-- Source excerpt --
** start **

Miami, Crime, and Urban Design
Did you know that Miami has the highest rate of violent crime in America? We are also the second most stressful city in the nation (after Tacoma, Washington), according to the latest report from Sperling's Best Places USA (www.bestplaces.net).
They put it this way: "Miami has the highest violent crime rate in our study, as well as one of the highest property crime rates.... Making Miami even more stressful is the long commute time ... and a high unemployment rate."
It's even more alarming to know that Sperling's depiction is already old news. In 2002, with the exception of forcible rape, Miami's grim statistics were roughly double the national average in crime per 100,000 people for offenses such as murder, robbery, aggravated assault, burglary, larceny/theft, and motor vehicle theft. (See areaConnect at http://miamifl.areaconnect.com/crime1.htm.)
Since this column also deals with urban issues, I'd like to take a look at this situation from a different angle. Obviously there is a relationship between the social problem of crime and the environment in which it occurs. So are there urban factors that may reduce or stimulate crime? Can crime be reduced with well-thought-out design?
There are two main approaches to crime prevention: the "dispositional" and the "situational." The first looks at the criminal's motivations and calls for education, moral guidance, sanctions, and/or penalties. The situational approach identifies the offender's physical context. Once he or she has made the initial decision to commit a crime, certain techniques can be employed to make the commission of that crime in that particular place more difficult. The consensus among experts is that design can indeed reduce the opportunities for people to commit crimes, though design alone will not solve the problem.
Let's do a bit of history. Environmental crime prevention appeared as a field of study in the Sixties with Jane Jacobs's well-known The Death and Life of Great American Cities and Elizabeth Wood's Social Aspects of Housing in Urban Development. Then a surge of interest in the possibilities of manipulating the built environment to prevent delinquency emerged in the Seventies with C. Ray Jeffery's Crime Prevention Through Environmental Design and Oscar Newman's Defensible Space.
Jacobs stressed the need for activity to promote surveillance between "private" and "public" spaces. In her conception, the safety of these spaces would not be enforced by police but by the voluntary control of people becoming "active participants." Newman built on some of Jacobs's ideas by establishing a credible link between urban design and crime rates (he suggested that high-rise buildings' inner elements like elevators, fire escapes, roofs, and corridors -- isolated from public view -- had much higher crime rates than low-rise buildings).
Newman proposed a restructuring of urban environments by a "community" of people sharing a "common terrain" (by the way, this "topographic" vision later proved to be a limiting notion of community). In his analysis of the relationship between design and crime in public housing, Newman came up with three crucial factors: territoriality, natural surveillance, and image/milieu.
Territoriality assumes that people need to mark out and defend their territories. Good design encourages people to express these urges: They would defend their space against intrusion by outsiders. For example, a well-designed housing project would make clear which spaces belonged to whom -- that is, some would be completely private, some could be shared with permission from the owner, and others would be public.
Newman's natural surveillance calls for residents to observe and monitor public and semipublic spaces in their environment and be aware of those who don't belong. Thus residents develop a sort of territorial instinct about their housing project and feel responsible for its safety.
This method is referred to as a "management" or "regulatory" approach, as opposed to the "keep off premises" tactic in our upscale and middle-class communities, in which strangers are deterred from entering but residents end up feeling "trapped" in their fortresses, particularly the young, who after school are isolated in a world of TV, video games, and idle private activity.

** end **

-- Data lines --
** start **

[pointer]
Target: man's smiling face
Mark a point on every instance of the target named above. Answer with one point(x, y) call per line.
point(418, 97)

** end **

-- Challenges --
a) In the text on Miami crime and urban design, swap "fortresses" for "strongholds" and write out the passage starting with "This method is" and going on through "idle private activity.".
b) Resume the text on Miami crime and urban design, continuing it after its last sentence.
The data is separate material and has no connection to the text on Miami crime and urban design.

-- Answers for the tasks --
a)
This method is referred to as a "management" or "regulatory" approach, as opposed to the "keep off premises" tactic in our upscale and middle-class communities, in which strangers are deterred from entering but residents end up feeling "trapped" in their strongholds, particularly the young, who after school are isolated in a world of TV, video games, and idle private activity.

b)
In America's poorest ghettos, citizens don't always have the means and/or power to enforce the law when it's broken, as Newman and Jacobs had it. In the inner cities, when people call for help, law enforcement's response is slow or nonexistent. In addition Newman's emphasis on territorial definition may promote social segregation.
Recent developments in urban planning endorse a more open interaction among the city's different players (this is what architect Zaha Hadid calls "porous" design). Bill Hillier, a professor of architecture and urban morphology at the University of London, defends a more fluid and egalitarian social interaction in his 1988 book Against Enclosure, in which he engages Jacobs and Newman by reinterpreting "surveillance" as people moving through spaces.
In Hillier's view, activity and safety depend on continuous occupation and use. The more the natural presence of people and traffic is eliminated, the greater the danger. The idea makes sense. Why should one exclude all strangers from a district, regardless of whether they're peaceful or predatory? Fresh research shows that burglary rates are higher in less integrated neighborhoods than in more integrated areas. Hillier argues that Newman and Jacobs's situational, and more "restrictive," approaches could only redirect or redistribute crime.
According to an important 1998 report entitled Opportunity Makes the Thief by Marcus Felson and Ronald V. Clarke, crime displacement may take different forms: It can move from one location to another or to different times during the day; it can shift to a different target or be substituted by another kind of crime.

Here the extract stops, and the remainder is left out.